▸ **Page excerpt**:
Nik Ellis Laird Assessors
Nik Ellis

As recycling becomes ever more important we ask motor engineer Nik Ellis from Laird Assessors to give us an independent view on the pros & cons of green parts.

The Bodyshop Perspective

From a financial point of view green parts may seem less profitable than fitting manufacturers parts (OEM). The greater the price of the parts, in theory the greater the mark-up and thus profit for a repairer. However, when estimating a repair using OEM parts that renders the vehicle a total loss, it can sometimes be converted into a repair proposition by using less expensive green parts, by bringing the total under the write-off threshold. For a bodyshop, a repair proposition means work, whereas a total loss brings little financial reward.

The bodyshop takes a more practical point of view regarding green parts. They often come with minor items attached; for example an OEM door shell requires every single clip, bracket, moulding swapping from the damaged part to the new. With a green supplied door, very often many of these items are left inlace, thus reducing the trimming (MET) time.

▸ **Task goal**: Repeat word for word the part of the text on green parts from "From a financial" up to and including "trimming (MET) time.". The data after this point was gathered from a separate source.

▸ **Data**:
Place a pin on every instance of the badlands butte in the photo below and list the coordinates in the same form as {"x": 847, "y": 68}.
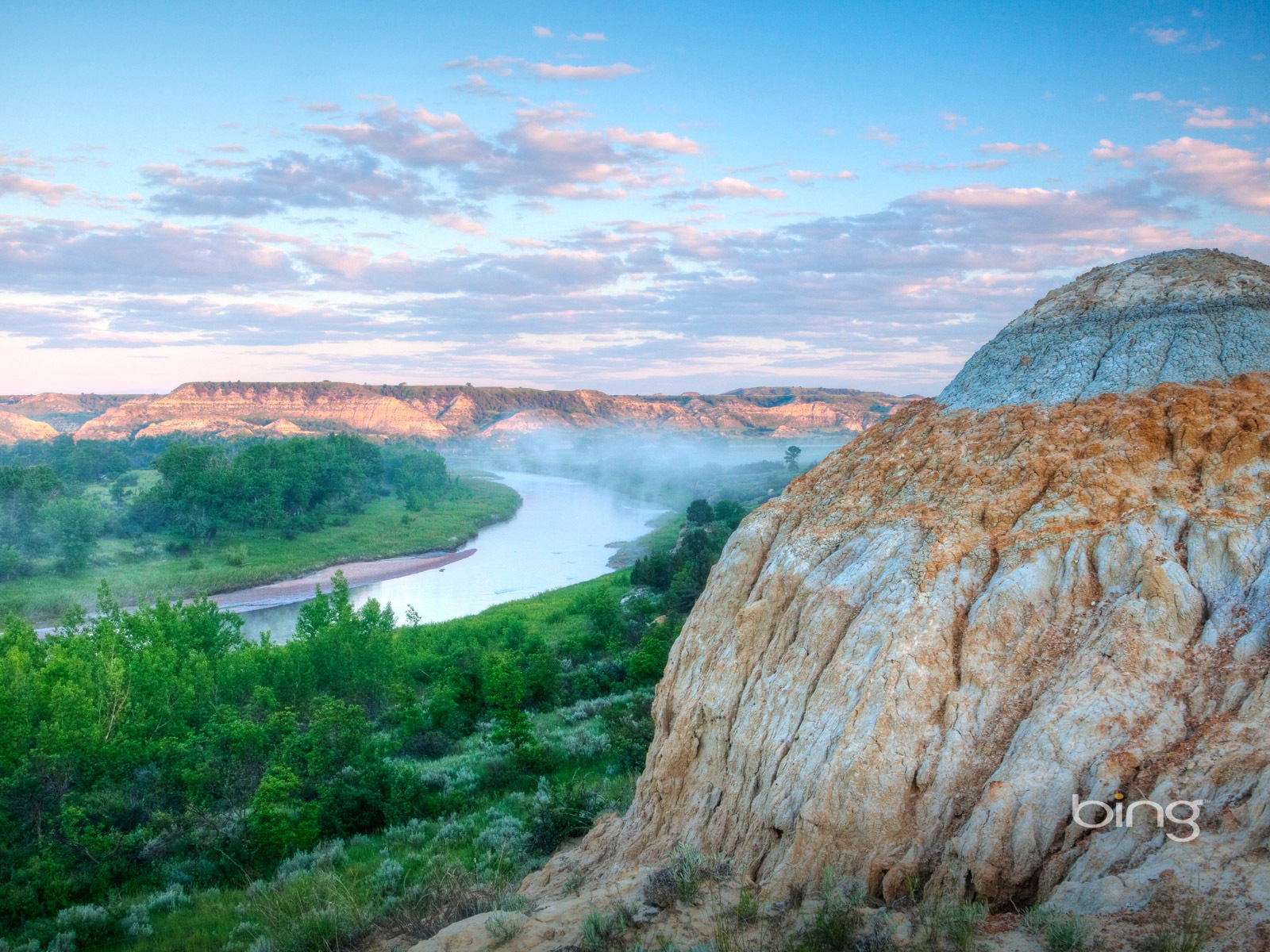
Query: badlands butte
{"x": 1051, "y": 581}
{"x": 436, "y": 413}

▸ **Exercise solution**:
From a financial point of view green parts may seem less profitable than fitting manufacturers parts (OEM). The greater the price of the parts, in theory the greater the mark-up and thus profit for a repairer. However, when estimating a repair using OEM parts that renders the vehicle a total loss, it can sometimes be converted into a repair proposition by using less expensive green parts, by bringing the total under the write-off threshold. For a bodyshop, a repair proposition means work, whereas a total loss brings little financial reward.

The bodyshop takes a more practical point of view regarding green parts. They often come with minor items attached; for example an OEM door shell requires every single clip, bracket, moulding swapping from the damaged part to the new. With a green supplied door, very often many of these items are left inlace, thus reducing the trimming (MET) time.